Directions
Extend the Jurado album review below, picking up after its last sentence.

Having recently disposed of pretty much all his possessions, Jurado's lifestyle now mirrors his music, stripped down to the essentials, basically acoustic guitar, bass (by Josh Gordon), the occasional organ and a drum machine framing his hushed, fragile and vulnerable vocals. Not that this is necessarily lo fi stuff, opening track 'Birds Tricked Into The Trees' opening with a swaggering walking beat with drums, keys and electric guitar as he profers the relationship wisdom that "It's about/Knowin' when to say you're wrong/To get it right all the time/Means it's over".
Rather lovely with a vague lullaby air, 'Ochoa' is a tribute to the late singer-songwriter and sometime collaborator Richard Swfit, born Ricardo Ochoa, followed by the bruised love song Anna Hyatt with its percussive guitar work and organ backing and then, a steady drum thump underpinning circling guitar notes and ethereal washes of sound, Arthur Aware as he sings "I keep all of my prized reflections in glass jars from the coroner/And when I get old I'm looking at myself".
Indeed, there's several song with names in or as their titles, next up being the softly pulsing 'Francine', a track on which, with its keys and relaxed violin, the influence of Roxy Music's For Your Pleasure is easy to trace.
A particular highlight is 'Fool Maria', a fingerpicked stream-of-consciousness wander built on just two chords as he muses how "We are fiction as it's written // The bleeding ink on paper" and "if I said that I had chose this, I then would be a liar/I am only living sentences that were long before I died here", stretching out the musical structure and textures for the early hours scuffed shuffle of 'When You Were Few' with its shades of Memphis soul and tinkling keys.

Information given

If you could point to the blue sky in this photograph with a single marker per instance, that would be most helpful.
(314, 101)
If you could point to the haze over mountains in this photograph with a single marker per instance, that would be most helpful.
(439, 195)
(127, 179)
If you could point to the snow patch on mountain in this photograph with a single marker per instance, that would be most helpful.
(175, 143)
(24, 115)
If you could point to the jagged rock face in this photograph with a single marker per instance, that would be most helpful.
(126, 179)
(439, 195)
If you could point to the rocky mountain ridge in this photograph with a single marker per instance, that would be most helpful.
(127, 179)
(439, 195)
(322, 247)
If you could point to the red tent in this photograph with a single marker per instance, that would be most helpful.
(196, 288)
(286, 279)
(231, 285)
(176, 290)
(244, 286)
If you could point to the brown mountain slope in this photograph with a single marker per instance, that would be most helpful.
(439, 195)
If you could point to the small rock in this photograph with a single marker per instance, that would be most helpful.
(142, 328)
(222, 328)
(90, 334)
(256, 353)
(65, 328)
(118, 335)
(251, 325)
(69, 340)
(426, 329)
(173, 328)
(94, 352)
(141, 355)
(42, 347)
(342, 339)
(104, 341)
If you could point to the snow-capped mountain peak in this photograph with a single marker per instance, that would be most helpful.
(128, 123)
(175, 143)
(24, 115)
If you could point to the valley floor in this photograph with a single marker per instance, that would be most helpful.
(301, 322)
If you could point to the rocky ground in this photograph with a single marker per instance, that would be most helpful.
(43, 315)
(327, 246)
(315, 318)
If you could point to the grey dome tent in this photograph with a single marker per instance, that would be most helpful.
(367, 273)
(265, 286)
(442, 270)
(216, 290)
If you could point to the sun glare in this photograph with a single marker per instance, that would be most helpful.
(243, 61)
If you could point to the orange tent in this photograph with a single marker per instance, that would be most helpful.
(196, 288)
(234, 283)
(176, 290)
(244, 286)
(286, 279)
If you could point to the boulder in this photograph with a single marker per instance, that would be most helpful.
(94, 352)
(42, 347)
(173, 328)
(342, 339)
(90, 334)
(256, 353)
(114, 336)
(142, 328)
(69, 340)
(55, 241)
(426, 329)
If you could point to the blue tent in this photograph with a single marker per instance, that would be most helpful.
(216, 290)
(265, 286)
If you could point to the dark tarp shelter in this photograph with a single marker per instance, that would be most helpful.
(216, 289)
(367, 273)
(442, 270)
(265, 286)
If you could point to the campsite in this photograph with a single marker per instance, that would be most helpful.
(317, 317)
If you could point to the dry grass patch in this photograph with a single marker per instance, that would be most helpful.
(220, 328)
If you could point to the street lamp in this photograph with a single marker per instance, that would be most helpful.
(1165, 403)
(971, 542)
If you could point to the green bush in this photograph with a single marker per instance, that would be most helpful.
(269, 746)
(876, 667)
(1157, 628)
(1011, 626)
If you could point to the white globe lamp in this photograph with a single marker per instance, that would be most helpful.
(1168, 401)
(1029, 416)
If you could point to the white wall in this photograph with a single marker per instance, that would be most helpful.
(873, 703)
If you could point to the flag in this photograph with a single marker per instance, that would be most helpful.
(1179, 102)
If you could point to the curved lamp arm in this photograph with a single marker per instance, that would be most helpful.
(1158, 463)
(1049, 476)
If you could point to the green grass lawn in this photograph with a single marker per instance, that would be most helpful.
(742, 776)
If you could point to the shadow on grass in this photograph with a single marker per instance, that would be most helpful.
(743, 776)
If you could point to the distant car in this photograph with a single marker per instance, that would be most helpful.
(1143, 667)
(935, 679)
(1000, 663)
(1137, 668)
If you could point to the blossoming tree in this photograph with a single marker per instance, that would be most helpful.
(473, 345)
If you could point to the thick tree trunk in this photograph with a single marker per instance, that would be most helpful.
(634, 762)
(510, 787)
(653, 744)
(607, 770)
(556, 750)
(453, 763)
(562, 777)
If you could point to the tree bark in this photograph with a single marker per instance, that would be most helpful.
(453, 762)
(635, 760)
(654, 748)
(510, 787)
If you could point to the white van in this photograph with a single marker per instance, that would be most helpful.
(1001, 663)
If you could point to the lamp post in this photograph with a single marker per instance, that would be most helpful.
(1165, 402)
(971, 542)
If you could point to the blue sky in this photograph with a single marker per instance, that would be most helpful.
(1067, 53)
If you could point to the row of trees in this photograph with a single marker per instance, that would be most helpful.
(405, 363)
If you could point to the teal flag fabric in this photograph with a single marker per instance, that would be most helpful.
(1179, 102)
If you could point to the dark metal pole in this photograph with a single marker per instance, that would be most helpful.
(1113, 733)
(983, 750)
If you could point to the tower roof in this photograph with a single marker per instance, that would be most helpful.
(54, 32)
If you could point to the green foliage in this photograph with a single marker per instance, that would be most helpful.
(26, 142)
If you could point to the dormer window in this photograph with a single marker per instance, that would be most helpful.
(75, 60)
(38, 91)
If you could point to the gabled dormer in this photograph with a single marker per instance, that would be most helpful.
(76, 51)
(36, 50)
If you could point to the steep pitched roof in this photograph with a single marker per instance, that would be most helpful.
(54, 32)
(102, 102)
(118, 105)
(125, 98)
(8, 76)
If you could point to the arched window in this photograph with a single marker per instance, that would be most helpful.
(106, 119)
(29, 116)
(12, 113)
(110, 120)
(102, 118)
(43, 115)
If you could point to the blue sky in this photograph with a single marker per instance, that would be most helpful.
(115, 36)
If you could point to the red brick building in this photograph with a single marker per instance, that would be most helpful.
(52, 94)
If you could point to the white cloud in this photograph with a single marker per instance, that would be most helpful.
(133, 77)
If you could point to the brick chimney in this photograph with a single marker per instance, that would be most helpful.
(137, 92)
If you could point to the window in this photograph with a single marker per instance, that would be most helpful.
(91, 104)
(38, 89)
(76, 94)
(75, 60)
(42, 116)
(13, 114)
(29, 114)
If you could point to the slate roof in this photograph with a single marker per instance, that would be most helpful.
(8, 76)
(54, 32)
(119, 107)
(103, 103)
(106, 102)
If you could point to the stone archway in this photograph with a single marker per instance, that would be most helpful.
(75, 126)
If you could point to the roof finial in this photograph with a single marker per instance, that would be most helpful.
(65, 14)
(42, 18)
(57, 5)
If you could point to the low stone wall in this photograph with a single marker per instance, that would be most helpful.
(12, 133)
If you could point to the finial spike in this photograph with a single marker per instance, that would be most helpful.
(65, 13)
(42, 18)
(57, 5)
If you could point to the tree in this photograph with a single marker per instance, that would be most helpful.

Answer to this task
Then up pops Sandra, for another introspective reflection, a simply strummed leaving song that has the air of his lover left sleepily lazing in bed in the morning while he's off out the door ("I'm still changing my mind, not that you deserve to know my plans or where I'm going"). Though not quite the end of the album, 'The End Of The Road' waltzes in with an upbeat pledge of love ("I've spent a lifetime looking for you/Patiently waiting to fall into view/And now that I've found you my running is over/I have made it to the end of the road") before bowing out with the drum machine-backed enervated Sunday morning haze of 'Frankie' "watching the sky fold into itself", advising not to "get hung up on daylight".
Having downsized his personal possessions, this album again reinforces that in Jurado's case less can indeed be more. The title asks a question, the answer is everything's just fine pussycat.